---- Data rows
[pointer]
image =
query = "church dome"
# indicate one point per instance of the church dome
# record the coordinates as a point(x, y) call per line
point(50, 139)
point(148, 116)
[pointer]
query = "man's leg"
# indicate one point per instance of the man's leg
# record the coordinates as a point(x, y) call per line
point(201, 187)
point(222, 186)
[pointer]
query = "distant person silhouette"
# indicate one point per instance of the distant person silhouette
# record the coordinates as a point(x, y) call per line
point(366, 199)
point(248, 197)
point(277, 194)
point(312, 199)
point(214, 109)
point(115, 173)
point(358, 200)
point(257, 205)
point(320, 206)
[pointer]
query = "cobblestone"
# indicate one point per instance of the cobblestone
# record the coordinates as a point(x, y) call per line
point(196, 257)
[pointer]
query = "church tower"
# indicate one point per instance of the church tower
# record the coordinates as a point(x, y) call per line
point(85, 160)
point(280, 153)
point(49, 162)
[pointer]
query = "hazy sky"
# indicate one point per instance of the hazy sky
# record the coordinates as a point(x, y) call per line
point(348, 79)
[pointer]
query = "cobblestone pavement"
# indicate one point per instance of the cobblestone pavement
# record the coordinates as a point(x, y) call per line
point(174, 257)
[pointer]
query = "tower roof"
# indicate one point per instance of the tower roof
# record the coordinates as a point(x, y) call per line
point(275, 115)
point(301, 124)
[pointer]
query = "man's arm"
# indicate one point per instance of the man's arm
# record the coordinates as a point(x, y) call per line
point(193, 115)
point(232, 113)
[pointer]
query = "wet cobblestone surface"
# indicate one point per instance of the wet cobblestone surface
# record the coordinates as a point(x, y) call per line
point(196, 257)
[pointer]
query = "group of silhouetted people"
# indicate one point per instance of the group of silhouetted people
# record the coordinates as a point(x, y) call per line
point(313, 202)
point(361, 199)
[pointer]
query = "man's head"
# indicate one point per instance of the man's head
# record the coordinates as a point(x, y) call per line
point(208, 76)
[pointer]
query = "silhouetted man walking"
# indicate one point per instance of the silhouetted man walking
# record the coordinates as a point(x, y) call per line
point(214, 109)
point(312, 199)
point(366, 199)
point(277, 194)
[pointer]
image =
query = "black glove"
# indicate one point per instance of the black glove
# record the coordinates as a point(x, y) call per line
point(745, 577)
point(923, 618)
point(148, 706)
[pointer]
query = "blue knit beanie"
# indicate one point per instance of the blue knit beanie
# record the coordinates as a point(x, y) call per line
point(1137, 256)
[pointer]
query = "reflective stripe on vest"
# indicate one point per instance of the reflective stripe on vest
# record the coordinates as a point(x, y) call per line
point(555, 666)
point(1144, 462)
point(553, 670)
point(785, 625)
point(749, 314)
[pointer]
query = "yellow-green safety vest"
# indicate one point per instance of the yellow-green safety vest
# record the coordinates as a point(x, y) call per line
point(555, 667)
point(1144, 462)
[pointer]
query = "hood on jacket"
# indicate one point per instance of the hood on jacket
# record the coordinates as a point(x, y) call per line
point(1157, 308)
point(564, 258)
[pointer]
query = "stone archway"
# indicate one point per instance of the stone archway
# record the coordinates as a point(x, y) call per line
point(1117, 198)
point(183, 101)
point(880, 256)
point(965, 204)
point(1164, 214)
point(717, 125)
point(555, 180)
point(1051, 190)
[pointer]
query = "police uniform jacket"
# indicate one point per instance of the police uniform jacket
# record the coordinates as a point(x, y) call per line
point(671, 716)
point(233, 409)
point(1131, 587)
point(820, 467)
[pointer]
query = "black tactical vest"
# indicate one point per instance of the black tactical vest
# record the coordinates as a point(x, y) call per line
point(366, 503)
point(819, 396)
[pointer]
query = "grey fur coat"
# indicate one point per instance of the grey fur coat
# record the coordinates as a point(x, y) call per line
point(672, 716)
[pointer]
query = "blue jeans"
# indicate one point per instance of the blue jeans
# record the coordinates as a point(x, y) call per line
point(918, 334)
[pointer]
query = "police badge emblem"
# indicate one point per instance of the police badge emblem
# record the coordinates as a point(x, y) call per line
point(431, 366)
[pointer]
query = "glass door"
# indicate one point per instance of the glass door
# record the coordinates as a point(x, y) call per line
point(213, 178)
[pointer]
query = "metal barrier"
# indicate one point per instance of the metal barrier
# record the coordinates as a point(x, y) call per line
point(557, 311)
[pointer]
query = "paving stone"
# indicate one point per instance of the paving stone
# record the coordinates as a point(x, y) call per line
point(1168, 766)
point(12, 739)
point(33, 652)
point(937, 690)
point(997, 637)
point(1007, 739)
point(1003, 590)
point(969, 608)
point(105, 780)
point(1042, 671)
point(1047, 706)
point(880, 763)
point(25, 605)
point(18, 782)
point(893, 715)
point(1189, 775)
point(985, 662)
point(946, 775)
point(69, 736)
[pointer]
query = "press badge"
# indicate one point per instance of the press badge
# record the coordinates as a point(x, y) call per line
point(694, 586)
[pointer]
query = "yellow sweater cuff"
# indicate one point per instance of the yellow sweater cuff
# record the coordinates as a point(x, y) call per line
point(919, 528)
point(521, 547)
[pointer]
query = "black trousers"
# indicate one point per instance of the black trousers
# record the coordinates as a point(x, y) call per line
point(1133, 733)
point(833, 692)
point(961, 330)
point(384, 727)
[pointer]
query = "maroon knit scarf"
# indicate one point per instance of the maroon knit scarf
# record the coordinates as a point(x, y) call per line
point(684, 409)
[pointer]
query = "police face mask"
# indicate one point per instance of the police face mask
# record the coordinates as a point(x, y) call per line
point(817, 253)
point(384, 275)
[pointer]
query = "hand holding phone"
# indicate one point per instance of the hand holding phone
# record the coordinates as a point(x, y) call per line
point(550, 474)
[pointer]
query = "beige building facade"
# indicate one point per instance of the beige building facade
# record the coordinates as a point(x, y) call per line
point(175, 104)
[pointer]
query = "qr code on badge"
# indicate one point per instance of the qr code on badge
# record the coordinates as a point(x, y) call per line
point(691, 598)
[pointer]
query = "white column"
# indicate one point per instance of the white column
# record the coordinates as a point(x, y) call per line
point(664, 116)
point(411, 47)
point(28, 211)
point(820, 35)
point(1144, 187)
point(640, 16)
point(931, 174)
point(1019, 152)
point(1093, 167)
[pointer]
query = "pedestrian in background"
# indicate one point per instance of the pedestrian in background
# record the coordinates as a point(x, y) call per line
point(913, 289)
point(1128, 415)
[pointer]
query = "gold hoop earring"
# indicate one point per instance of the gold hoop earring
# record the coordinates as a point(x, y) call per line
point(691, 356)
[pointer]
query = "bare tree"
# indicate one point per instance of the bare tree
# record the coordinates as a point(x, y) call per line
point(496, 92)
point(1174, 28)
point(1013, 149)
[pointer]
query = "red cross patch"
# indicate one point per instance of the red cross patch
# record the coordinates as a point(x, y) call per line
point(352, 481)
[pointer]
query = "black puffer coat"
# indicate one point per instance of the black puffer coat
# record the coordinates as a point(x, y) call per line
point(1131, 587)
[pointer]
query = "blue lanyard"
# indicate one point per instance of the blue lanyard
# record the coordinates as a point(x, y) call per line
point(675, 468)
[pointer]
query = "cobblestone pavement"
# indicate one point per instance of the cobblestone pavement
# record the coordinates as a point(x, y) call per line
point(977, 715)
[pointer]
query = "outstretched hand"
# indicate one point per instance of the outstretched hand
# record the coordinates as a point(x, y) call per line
--------
## Stated task:
Scale the lines from the very first one through the line containing "point(222, 186)", both ends included, by writing every one of them out again with the wording unchanged. Multiply the x and y coordinates in each point(x, y) answer by 1.9 and round them to whole numbers, with halves rounded up.

## Solution below:
[pointer]
image =
query = "church dome"
# indicate one point per instance of the church dome
# record the coordinates as a point(x, y) call per line
point(95, 264)
point(281, 220)
[pointer]
query = "man's leg"
# indicate one point per instance of the man's leg
# record the coordinates as a point(x, y) call per line
point(382, 355)
point(422, 353)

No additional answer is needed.